*REQUIRED TASKS*
[1] Answer these questions using the forum post about the missing kitten. Put each answer on its own line, marked like its question.
(a) How long had Mitch been missing at the time of the post?
(b) Who is Morey?
(c) On what site was a lost ad placed?
[2] Decide whether each statement agrees with the forum post about the missing kitten. Answer yes or no, and quote the words from the post that settle it.
(a) The poster raised Mitch from the age of four weeks.
(b) The poster has already borrowed extra traps from the shelter.
(c) Shaking the treat bag brought Mitch back.
[3] Extend the forum post about the missing kitten, starting right after its final sentence.

# Finding Lost Kitten - Need Advice



## furryfriends251 (Jan 1, 2009)

My parents/siblings think that the kittens, especially Mitch, need to go outside. I hate the thought of letting "my babies" out, so they let Mitch out when I'm not around. Well, I wake up this morning, and they had let him out, and he hadn't come back yet.

Mitch was born August 7, 2010 so he is close to a year old. I raised him from the time he was four weeks old, so he has no training from his mother, on how to be safe outside.

He has now been missing for nine hours  I've been outside almost all day, walking around our yard and all through the small woods behind our house, and haven't even heard him. I've used the catcatcher toy that he loves, dragging it past all the bushes at least ten times, in hopes that he'd pounce on it.

I have a humane trap set in our backyard, and will borrow another 2-4 from the shelter tomorrow, if he hasn't shown up yet. I have looked everywhere I can think of, and crawled through many bushes (including getting very scratched up by blackberries), which is really bugging my seasonal allergies.

I've brought Morey (Mitch's brother) out on a harness/leash with me, to see if he would be able to help in finding him, but no luck. I've walked around for two hours shaking the cat treat bag, which always makes the kittens come running, but again that didn't work.

All of our neighbors know that he is missing, and there is a lost ad on craigslist. 

Tonight I'm going to be looking with a flashlight for as long as I can stay alert enough to be able to do any good. But I have a feeling that all I'm going to find with that method (looking for glowing eyes) are possums, raccoons, and skunks so that will be interesting.

Is there anything else you can think of that I should try?

*GIVEN RECORDS*

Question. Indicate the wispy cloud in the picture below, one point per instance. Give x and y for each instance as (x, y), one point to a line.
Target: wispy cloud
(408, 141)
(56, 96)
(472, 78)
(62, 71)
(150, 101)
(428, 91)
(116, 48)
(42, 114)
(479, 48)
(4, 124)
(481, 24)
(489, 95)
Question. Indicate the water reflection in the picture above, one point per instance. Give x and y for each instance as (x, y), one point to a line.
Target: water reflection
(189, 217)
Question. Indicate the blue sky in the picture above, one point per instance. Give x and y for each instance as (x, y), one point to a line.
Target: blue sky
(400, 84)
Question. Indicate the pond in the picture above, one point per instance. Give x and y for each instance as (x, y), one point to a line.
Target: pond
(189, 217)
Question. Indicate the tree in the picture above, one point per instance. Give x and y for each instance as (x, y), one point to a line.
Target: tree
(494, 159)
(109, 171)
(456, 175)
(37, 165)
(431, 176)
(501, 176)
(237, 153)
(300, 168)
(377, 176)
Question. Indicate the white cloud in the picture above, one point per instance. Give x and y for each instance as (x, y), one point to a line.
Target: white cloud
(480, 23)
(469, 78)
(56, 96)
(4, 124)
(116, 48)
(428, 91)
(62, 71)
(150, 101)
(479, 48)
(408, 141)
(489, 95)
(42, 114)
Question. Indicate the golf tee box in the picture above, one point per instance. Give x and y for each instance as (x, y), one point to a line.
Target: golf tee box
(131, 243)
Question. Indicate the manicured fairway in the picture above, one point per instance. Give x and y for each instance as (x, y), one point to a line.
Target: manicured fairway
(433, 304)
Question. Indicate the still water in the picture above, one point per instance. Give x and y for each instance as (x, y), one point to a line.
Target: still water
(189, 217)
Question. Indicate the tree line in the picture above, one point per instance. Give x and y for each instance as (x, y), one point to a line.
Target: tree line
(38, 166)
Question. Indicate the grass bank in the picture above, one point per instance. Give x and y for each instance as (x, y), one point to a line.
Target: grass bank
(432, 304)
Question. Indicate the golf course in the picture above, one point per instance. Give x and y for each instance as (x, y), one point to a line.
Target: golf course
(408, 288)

*THE REPLIES*
[1]
(a) Nine hours.
(b) Mitch's brother.
(c) Craigslist.

[2]
(a) Yes: "I raised him from the time he was four weeks old"
(b) No: "will borrow another 2-4 from the shelter tomorrow, if he hasn't shown up yet"
(c) No: "but again that didn't work"

[3]
----------



## marie73 (Jul 12, 2006)

Sprinkle (used) kitty litter around the doors of the house. 

I hope he comes home soon. atback


----------



## CatsPride (May 29, 2011)

have a sit down talk with your parents, tell them your siblings have let the kitten out, explain to them that its upsetting to you and hopefully they will be talked to../ get in trouble/ Cats are better indoor pets then outdoor. 

This is sad and I'm not going to go into all the awful things that could happen. It might be best to re home the kitten while its still a kitten and wait on pets until you own your own place.


----------



## my5kitties (Sep 13, 2005)

CatsPride said:


> have a sit down talk with your parents, tell them your siblings have let the kitten out


Her parents are part of the problem, too. I think if any talking is to be done, it would be to rip parents/siblings a new one for going against her wishes in the first place. I know I'd be beyond furious if I were furryfriends251.


----------



## CatsPride (May 29, 2011)

Yeah I just realized that too.

I think she should find a good home for the kitten and wait until she's an adult before she has cats. Threatening her parents will only get her in trouble.


----------



## paperbacknovel (Jun 9, 2010)

I'm sorry, I can't think of what else to do that you're not already doing.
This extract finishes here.